REQUIRED WORK:
Quote exactly, and only, the lines of the material below from the line with "box: [56, 495, 85, 522]" through the line with "rough mask: <svg".
======== GIVEN INFORMATION
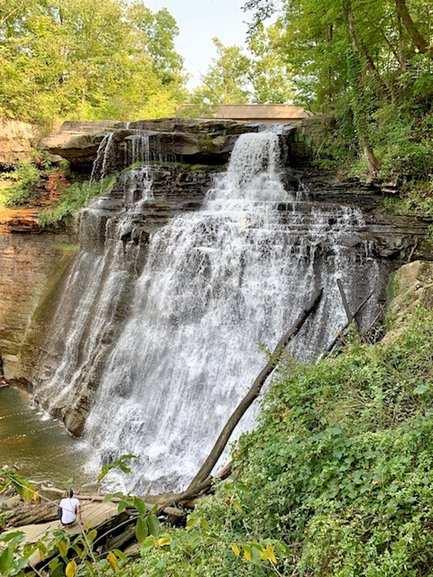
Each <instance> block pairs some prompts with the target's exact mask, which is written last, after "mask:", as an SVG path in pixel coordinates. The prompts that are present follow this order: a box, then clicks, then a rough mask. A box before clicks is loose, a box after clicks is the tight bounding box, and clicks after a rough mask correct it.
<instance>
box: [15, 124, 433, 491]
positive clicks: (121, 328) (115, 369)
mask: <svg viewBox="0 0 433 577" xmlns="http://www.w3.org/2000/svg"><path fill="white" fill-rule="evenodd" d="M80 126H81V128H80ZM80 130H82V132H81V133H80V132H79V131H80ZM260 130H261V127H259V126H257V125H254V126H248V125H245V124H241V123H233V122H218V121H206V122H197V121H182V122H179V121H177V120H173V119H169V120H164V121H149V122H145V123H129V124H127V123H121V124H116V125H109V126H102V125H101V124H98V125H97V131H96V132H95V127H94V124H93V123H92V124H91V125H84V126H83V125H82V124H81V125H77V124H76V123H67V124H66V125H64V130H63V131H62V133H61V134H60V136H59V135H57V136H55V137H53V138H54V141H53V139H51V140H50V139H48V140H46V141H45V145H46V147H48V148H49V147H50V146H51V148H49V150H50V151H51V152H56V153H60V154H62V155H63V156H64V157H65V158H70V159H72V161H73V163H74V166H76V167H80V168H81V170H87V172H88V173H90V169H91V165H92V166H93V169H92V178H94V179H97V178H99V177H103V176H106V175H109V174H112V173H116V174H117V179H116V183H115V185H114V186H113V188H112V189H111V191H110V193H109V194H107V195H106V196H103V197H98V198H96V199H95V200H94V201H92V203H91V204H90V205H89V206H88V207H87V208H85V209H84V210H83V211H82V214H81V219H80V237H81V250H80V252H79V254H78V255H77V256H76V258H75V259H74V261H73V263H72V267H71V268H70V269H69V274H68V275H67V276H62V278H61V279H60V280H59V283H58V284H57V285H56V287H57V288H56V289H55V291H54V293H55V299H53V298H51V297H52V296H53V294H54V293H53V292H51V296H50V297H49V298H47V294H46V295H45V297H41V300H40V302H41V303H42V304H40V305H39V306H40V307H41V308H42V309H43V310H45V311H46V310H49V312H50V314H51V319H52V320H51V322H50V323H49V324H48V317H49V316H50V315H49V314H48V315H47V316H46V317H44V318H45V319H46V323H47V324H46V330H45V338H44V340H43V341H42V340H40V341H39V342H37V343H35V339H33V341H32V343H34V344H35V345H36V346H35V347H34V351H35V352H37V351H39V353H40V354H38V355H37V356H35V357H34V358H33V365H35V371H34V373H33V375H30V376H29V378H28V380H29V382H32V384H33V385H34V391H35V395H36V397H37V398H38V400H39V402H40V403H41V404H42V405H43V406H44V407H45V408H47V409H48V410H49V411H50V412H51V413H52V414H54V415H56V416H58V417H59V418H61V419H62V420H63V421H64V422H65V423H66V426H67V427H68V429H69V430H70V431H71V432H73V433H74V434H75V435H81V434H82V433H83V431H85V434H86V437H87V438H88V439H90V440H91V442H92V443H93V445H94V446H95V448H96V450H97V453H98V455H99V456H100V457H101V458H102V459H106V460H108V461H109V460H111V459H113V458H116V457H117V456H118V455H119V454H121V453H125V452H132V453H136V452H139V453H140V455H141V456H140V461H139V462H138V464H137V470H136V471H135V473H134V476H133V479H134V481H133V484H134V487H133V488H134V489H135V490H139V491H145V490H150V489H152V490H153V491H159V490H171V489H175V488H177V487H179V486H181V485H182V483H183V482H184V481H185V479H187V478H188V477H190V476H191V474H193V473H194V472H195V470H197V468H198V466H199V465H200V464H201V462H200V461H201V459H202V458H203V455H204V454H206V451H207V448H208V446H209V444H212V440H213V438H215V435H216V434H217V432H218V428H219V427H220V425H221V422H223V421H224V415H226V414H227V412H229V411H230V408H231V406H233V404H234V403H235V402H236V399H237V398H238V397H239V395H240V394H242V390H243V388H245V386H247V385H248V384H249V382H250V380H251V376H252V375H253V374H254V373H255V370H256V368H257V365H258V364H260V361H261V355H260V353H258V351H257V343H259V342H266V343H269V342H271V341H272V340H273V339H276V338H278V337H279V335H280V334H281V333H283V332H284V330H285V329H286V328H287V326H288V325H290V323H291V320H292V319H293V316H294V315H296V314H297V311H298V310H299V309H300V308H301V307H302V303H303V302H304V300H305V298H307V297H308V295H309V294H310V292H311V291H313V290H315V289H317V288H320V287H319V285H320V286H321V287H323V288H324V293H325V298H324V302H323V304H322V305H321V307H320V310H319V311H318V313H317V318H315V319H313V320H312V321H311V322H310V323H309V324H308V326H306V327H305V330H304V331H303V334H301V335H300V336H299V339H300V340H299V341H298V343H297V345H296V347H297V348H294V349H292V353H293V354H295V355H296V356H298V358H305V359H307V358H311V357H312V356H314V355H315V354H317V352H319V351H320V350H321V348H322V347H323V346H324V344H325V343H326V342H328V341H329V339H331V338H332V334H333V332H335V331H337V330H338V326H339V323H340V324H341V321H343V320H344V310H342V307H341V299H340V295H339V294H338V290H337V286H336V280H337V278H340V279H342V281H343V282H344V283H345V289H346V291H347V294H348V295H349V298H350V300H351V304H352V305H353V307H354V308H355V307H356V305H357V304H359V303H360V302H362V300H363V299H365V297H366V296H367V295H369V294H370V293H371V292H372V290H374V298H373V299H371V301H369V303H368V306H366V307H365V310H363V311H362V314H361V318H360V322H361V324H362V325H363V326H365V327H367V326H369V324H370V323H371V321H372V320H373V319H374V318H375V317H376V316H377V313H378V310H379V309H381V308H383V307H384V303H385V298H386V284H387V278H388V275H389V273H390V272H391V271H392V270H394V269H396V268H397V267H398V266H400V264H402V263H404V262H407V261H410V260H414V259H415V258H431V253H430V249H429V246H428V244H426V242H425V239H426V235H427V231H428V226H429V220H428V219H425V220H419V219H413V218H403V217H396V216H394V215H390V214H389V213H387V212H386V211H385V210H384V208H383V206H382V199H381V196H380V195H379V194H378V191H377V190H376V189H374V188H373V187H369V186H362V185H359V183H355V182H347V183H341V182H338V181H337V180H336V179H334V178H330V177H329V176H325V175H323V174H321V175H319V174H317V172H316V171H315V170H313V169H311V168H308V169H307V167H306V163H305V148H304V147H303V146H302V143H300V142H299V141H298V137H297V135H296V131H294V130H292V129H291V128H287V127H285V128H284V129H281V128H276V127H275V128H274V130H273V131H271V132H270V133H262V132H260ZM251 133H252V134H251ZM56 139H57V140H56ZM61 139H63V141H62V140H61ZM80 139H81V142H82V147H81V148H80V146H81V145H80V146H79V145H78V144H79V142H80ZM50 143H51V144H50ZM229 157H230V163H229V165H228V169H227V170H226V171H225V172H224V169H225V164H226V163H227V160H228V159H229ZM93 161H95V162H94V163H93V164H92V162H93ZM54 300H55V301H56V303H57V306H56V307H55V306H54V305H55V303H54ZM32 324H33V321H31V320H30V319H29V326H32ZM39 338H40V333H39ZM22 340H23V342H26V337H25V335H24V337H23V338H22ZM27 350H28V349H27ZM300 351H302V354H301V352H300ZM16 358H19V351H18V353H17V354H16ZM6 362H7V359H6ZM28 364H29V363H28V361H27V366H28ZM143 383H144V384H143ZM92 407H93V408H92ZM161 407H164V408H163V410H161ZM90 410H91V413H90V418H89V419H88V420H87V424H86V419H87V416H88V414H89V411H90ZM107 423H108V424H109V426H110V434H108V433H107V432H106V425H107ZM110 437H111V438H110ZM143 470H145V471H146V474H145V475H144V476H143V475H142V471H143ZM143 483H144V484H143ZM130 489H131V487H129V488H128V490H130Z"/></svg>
================
======== GIVEN INFORMATION
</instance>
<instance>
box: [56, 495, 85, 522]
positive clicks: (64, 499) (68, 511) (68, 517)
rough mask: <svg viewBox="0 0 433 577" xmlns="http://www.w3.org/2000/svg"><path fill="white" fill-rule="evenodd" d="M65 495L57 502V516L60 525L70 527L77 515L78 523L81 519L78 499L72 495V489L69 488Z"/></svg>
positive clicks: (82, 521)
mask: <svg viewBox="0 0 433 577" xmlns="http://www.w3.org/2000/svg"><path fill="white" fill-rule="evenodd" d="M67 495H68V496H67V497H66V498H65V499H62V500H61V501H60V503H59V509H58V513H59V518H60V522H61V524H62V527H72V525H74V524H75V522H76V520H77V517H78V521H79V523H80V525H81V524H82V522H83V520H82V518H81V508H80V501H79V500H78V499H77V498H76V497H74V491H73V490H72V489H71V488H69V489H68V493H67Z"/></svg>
================
TASK RESPONSE:
box: [56, 495, 85, 522]
positive clicks: (64, 499) (68, 511) (68, 517)
rough mask: <svg viewBox="0 0 433 577" xmlns="http://www.w3.org/2000/svg"><path fill="white" fill-rule="evenodd" d="M65 495L57 502V516L60 525L70 527L77 515L78 523L81 519L78 499L72 495V489L69 488Z"/></svg>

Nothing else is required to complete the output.